* [YOUR INSTRUCTIONS]:
For each line below that contains the word "instance", return that line.
=== Section Start ===
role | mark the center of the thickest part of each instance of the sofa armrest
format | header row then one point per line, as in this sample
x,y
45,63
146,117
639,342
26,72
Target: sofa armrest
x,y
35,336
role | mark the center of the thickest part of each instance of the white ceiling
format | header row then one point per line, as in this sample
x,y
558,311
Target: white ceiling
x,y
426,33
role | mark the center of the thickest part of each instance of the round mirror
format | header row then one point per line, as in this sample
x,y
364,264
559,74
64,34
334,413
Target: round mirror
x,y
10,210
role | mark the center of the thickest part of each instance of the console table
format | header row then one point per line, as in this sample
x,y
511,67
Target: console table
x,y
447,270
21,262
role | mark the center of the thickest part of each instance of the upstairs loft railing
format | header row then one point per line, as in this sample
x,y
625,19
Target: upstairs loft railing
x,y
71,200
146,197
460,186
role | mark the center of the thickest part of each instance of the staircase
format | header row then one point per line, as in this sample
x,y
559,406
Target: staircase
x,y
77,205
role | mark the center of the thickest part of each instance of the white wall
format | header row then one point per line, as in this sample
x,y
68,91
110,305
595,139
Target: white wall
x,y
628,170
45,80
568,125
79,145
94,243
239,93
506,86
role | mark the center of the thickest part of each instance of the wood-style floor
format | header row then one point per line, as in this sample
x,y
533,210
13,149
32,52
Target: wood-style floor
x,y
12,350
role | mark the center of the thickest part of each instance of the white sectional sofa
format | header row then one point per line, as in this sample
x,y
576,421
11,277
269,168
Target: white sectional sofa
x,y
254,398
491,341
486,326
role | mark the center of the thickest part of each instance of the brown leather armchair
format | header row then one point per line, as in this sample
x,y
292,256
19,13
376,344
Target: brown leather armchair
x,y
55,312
=== Section End ===
* [YOUR RESPONSE]:
role | mark the center of the thickest part of each instance of the sofa armrest
role | mark the center of the thickest part of each instance of the white ceiling
role | mark the center of the thickest part of each instance of the round mirror
role | mark the center of the thickest part of each instance of the console table
role | mark the center of the thickest part of each instance of the upstairs loft railing
role | mark the center of the thickest part of each instance of the staircase
role | mark the center of the thickest part of each instance of the white wall
role | mark the center of the thickest part of each instance of the wood-style floor
role | mark the center of the thickest part of each instance of the white sectional sofa
role | mark the center of the thickest part of each instance of the brown leather armchair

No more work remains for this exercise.